**KUTIPAN BACAAN:**
--- --- ---
ASALIST POST
Selama
kita masih menghirup oksigen, sesungguhnya kita hanya mengalami perulangan dari
hari ke hari. Siang dan malam hanyalah untuk membedakan antara gelap dan
terang, matahari kita tetaplah yang itu juga. Bumi yang kita tinggali pun
tidaklah berbeda dengan yang kemarin. Lalu kenapa kita harus ‘hidup
tergesa-gesa’ seakan dunia segera berakhir hanya karena ada kata ‘sudah malam’,
sudah sore, dan lain-lain. Konsep waktu dan hitungan kalender bisa saja menjadi
penjara bagi kehidupan manusia, meski dengan manisnya disebut sebagai
peradaban. Kita hanya mengalami ritme suksesi dari hari ke hari, kita terjebak
dalam 'keinginan yang menjadi sebuah alasan untuk hidup, alasan itu pun
terkesan dibuat-buat karena kurangnya pencahayaan dalam otak kita yang hampir buta
untuk memahami bahwa 'segala sesuatu ada, lahir, bergerak, tumbuh dan berakhir
mati adalah pasti terhimpun, terangkum dan terpetakan dalam Kuasa-Nya, Dia-lah
yang mengatur segala sesuatu.
Mari
kita cermati hidup kita semenjak mata kita terbuka di pagi hari. Kita menyebutnya
'bangun tidur'. Andaikan kita rela untuk membuat simpulan hidup sepanjang usia
yang tengah kita jalani dalam ‘putaran sang waktu’ ini dengan sebuah metafora
tentang “HIDUP DUA HARI”.
Ketika
kita lahir serupa ‘bayi kecil-mungil’ dan membahagiakan, itulah hidup kita di
pagi hari. Kisah sang waktu ini pun, akan sangat beragam sesuai kehendak sang
pencipta yang melahirkannya. Lalu kita
pun beranjak menjadi anak remaja dan dewasa, itulah serupa ‘sang pagi’ mulai
bergerak menyambut sinar mentari untuk singgah ‘di siang nan panas’ dengan ‘semangat
dan emosi meraih mimpi masa depan.
Tanpa
terasa, petang pun menjelang menyapa ‘dewasa’ yang mulai ‘ringkih’ dibalut tua
renta. Hingga matahari tenggelam melahirkan ‘sang malam’ sebagai isyarat ‘manusia
telah menutup mata’ untuk mengakhiri ‘hidupnya. Inilah sebuah masa terlelap
dalam tidur serupa di ALAM KUBUR. Tersenyum dengan mimpi indahnya karena selama
siang hari tadi mampu membahagiakan dan menghidupkan harinya. Namun ada pula
yang meringis dan menangis karena didera mimpi buruk yang berkepanjangan karena
hanya bisa mencipta siang hari yang sia-sia tanpa guna. Nestapa dirasa
sepanjang lelapnya, menanti HARI KEDUA sebagai HARI PERHITUNGAN dan HARI PEMBALASAN.
--- --- ---
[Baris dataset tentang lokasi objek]
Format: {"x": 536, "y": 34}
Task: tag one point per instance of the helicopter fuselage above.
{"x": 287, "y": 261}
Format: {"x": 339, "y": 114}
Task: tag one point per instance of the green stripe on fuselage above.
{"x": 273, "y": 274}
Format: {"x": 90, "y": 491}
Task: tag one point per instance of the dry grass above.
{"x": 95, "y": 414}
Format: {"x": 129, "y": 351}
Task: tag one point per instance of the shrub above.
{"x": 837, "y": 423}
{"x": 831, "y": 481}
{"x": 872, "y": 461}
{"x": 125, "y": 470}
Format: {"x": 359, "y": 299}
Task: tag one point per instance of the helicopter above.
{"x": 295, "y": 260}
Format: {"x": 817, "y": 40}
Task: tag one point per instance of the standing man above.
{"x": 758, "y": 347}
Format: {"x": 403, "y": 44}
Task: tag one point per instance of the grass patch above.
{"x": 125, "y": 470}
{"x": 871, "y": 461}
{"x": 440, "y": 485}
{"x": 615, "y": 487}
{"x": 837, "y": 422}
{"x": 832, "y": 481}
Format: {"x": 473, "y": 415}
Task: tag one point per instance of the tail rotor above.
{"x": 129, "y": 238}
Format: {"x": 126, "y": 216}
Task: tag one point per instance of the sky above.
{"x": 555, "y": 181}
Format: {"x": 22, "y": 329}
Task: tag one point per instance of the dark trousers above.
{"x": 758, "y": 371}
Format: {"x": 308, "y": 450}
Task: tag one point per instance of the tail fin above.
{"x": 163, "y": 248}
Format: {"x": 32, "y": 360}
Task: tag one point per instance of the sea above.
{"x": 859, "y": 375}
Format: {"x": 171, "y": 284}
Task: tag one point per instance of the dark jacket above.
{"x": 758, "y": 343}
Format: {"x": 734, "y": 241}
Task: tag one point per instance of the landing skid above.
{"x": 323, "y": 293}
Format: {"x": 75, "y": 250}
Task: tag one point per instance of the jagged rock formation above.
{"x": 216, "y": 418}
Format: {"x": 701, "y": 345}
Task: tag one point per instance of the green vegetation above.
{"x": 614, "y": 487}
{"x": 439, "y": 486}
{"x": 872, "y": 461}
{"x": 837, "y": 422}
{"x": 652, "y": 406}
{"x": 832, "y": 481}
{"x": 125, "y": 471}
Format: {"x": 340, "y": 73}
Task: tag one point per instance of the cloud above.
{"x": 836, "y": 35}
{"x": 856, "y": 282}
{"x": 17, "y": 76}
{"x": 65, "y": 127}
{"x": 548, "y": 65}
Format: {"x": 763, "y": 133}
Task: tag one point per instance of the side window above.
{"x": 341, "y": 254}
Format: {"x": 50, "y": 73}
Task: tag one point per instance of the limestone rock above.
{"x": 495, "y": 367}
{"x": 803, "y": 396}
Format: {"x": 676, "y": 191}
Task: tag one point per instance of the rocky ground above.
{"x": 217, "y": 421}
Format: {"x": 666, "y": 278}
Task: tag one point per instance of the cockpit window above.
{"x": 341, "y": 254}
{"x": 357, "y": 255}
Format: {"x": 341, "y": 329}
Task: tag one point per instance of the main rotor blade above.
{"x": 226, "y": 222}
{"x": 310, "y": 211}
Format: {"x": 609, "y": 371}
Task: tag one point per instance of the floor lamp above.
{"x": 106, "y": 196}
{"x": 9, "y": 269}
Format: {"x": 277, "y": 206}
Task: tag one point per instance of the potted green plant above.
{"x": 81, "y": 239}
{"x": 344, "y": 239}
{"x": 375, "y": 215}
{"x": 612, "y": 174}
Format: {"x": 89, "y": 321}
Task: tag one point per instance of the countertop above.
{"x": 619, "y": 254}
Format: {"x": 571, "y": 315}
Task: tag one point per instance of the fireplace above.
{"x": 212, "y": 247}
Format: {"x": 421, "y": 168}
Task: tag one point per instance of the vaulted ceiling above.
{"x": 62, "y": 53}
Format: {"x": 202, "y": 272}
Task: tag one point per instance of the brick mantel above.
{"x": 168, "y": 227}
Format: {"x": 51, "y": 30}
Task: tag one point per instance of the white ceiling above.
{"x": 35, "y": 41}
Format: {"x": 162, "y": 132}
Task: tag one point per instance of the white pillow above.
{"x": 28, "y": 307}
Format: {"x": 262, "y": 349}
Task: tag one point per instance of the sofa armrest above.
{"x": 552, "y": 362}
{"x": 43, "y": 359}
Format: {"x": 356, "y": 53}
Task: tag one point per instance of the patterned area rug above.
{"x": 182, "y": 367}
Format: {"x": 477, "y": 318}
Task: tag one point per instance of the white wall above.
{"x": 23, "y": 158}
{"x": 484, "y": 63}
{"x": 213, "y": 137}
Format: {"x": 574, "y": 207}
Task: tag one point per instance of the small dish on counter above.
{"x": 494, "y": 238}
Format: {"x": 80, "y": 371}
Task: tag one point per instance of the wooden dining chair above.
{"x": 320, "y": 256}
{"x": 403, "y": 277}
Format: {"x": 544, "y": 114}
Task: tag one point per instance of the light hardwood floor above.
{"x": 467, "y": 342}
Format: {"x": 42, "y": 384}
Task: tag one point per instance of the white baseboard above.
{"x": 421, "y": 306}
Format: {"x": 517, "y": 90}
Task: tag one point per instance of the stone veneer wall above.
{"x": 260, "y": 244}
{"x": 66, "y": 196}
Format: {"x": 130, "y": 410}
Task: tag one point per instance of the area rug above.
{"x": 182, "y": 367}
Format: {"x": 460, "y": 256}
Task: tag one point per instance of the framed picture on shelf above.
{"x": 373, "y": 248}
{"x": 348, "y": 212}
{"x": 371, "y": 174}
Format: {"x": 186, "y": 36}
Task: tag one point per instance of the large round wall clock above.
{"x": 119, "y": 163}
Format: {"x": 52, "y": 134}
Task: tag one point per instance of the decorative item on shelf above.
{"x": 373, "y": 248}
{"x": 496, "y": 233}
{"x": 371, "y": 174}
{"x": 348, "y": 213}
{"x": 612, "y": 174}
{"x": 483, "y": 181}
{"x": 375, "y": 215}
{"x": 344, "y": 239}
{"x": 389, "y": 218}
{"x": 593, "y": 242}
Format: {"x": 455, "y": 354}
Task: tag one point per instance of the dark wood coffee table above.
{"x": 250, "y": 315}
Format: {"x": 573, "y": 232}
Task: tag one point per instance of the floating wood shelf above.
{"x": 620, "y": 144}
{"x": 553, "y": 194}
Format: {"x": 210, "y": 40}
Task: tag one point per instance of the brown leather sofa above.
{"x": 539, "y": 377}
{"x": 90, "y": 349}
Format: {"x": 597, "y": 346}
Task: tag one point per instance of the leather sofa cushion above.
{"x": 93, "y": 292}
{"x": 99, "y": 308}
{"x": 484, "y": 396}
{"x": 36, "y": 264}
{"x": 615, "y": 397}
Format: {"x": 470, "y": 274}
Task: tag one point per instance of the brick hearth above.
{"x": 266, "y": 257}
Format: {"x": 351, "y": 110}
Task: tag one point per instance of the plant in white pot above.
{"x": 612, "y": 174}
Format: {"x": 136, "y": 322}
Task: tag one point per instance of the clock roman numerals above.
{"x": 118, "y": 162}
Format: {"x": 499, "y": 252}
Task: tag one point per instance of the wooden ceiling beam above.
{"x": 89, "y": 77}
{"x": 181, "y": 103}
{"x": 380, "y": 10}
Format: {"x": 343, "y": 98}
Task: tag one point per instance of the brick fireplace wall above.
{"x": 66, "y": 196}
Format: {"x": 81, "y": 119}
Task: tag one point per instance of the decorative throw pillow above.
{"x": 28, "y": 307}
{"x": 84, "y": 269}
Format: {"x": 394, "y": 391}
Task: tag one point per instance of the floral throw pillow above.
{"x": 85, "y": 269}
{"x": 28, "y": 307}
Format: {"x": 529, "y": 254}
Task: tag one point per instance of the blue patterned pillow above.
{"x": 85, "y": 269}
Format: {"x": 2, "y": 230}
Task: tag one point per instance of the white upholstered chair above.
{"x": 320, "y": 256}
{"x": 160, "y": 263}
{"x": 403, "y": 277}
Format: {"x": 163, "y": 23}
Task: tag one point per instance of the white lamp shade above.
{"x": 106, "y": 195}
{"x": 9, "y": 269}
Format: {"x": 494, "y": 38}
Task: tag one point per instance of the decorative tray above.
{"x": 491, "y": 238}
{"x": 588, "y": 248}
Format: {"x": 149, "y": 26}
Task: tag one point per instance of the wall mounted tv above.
--- --- ---
**KUMPULAN TUGAS:**
a – Pilih setiap baris data yang memuat kata "dark", lalu salin baris-baris itu.
b – Lanjutkan renungan tentang hidup dua hari itu, mulai sesudah kalimat terakhir yang tertera.

**JAWABAN TUGAS:**
a –
Task: tag one point per instance of the dark trousers above.
Task: tag one point per instance of the dark jacket above.
Task: tag one point per instance of the dark wood coffee table above.

b –
Inilah hari dimana sangat tergantung dari sebelumnya yang tidak dapat terulang.
Manakala kita mampu mempersiapkan diri untuk HIDUP DI HARI KEDUA, tentunya kita
akan bahagia di hari kedua tersebut. Semisal hari pertama sebelum tidur kita ‘menyimpan
bekal yang cukup berupa makanan dan buah yang ranum’ maka di pagi hari pada
hari kedua pun kita akan mampu tersenyum. Namun jika sebaliknya, membuang waktu
percuma di hari pertama, maka hari kedua pun menjadi hampa.Itulah umpama hidup
kita saat ini, lalu mati di alam kubur, kemudian berjumpa dengan alam akhirat
yang penuh keabadian. Hidup dalam dua hari tak dapat terulang, demikian pula
hidup kita yang panjang dengan lima tahapan alam. Alam jiwa, alam janin, alam
dunia, alam kubur dan alam akhirat, semuanya pun tak mungkin dapat terulang.
Segala puji bagi Allah, Tuhan seluruh alam.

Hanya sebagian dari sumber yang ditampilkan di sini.